- EXERCISE REQUIREMENTS:
1. State whether each statement agrees with the BatchVectorizer documentation below. Answer yes or no for each, and quote the deciding words. (a) The default value of batch_size is 1000. (b) When data_format is 'bow_n_wd', gather_dictionary is automatically set to False. (c) The dictionary property returns None if gather_dictionary was not True.
2. According to the BatchVectorizer documentation below, how are batches named when batch_name_type is set to 'code'?

Batches Utils¶

This page describes BatchVectorizer class.

class artm.BatchVectorizer(batches=None, collection_name=None, data_path='', data_format='batches', target_folder=None, batch_size=1000, batch_name_type='code', data_weight=1.0, n_wd=None, vocabulary=None, gather_dictionary=True, class_ids=None, process_in_memory_model=None)¶

__init__(batches=None, collection_name=None, data_path='', data_format='batches', target_folder=None, batch_size=1000, batch_name_type='code', data_weight=1.0, n_wd=None, vocabulary=None, gather_dictionary=True, class_ids=None, process_in_memory_model=None)¶

Parameters:

collection_name (str) – the name of text collection (required if data_format == ‘bow_uci’)
data_path (str) –
1. if data_format == ‘bow_uci’ => folder containing ‘docword.collection_name.txt’ and vocab.collection_name.txt files; 2) if data_format == ‘vowpal_wabbit’ => file in Vowpal Wabbit format; 3) if data_format == ‘bow_n_wd’ => useless parameter 4) if data_format == ‘batches’ => folder containing batches
data_format (str) – the type of input data: 1) ‘bow_uci’ — Bag-Of-Words in UCI format; 2) ‘vowpal_wabbit’ — Vowpal Wabbit format; 3 ‘bow_n_wd’ — result of CountVectorizer or similar tool; 4) ‘batches’ — the BigARTM data format
batch_size (int) – number of documents to be stored in each batch
target_folder (str) – full path to folder for future batches storing; if not set, no batches will be produced for further work
batches (list of str) – if process_in_memory_model is None -> list with non-full file names of batches (necessary parameters are batches + data_path + data_fromat==’batches’ in this case) else -> list of batches (messages.Batch objects), loaded in memory
batch_name_type (str) – name batches in natural order (‘code’) or using random guids (guid)
data_weight (float) – weight for a group of batches from data_path; it can be a list of floats, then data_path (and target_folder if not data_format == ‘batches’) should also be lists; one weight corresponds to one path from the data_path list;
n_wd (array) – matrix with n_wd counters
vocabulary (dict) – dict with vocabulary, key - index of n_wd, value - token
gather_dictionary (bool) – create or not the default dictionary in vectorizer; if data_format == ‘bow_n_wd’ - automatically set to True; and if data_format == ‘batches’ or data_weight is list - automatically set to False
class_ids (list of str or str) – list of class_ids or single class_id to parse and include in batches
process_in_memory_model (artm.ARTM) – ARTM instance that will use this vectorizer, is required when one needs processing of batches from disk in RAM (only if data_format == ‘batches’). NOTE: makes vectorizer model specific.

batch_size¶

Returns:	the user-defined size of the batches

batches_ids¶

Returns:	list of batches filenames, if process_in_memory == False, else - the list of in memory batches ids

batches_list¶: : return: list of batches, if process_in_memory == False, else - the list of in memory batches ids

data_path¶

Returns:	the disk path of batches

dictionary¶

Returns:	Dictionary object, if parameter gather_dictionary was True, else None

num_batches¶

Returns:	the number of batches

process_in_memory¶

Returns:	if Vectorizer uses processing of batches in core memory

weights¶

Returns:	list of batches weights

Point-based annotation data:
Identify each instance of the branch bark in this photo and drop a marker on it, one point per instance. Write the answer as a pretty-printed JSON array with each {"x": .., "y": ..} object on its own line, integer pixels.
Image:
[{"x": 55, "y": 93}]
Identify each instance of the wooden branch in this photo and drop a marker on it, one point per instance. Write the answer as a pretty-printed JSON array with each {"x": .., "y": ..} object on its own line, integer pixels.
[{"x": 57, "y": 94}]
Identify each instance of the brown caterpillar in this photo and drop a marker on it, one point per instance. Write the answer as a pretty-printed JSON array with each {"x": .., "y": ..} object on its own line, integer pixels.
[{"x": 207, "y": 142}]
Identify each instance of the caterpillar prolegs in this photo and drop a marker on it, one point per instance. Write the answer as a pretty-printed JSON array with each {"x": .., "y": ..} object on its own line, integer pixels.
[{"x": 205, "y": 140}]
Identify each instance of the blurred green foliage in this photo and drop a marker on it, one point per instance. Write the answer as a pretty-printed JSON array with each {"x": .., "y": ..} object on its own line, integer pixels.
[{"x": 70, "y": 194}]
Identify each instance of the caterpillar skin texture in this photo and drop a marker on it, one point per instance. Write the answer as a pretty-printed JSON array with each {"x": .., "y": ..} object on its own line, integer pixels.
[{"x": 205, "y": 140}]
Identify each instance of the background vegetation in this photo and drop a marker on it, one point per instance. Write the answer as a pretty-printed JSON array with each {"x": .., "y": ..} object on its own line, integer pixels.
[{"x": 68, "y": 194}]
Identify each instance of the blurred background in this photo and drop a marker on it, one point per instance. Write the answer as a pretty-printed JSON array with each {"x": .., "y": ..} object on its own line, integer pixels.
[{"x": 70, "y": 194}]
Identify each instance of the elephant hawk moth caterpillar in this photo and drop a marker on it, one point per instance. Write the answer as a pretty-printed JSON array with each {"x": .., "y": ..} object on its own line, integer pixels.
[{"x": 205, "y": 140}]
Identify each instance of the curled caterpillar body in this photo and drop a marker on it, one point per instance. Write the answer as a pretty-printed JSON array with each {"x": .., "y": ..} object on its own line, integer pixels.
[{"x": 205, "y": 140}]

- ANSWERS IN ORDER:
1.
(a) Yes: "batch_size=1000"
(b) No: "if data_format == ‘bow_n_wd’ - automatically set to True"
(c) Yes: "Dictionary object, if parameter gather_dictionary was True, else None"

2. They are named in natural order.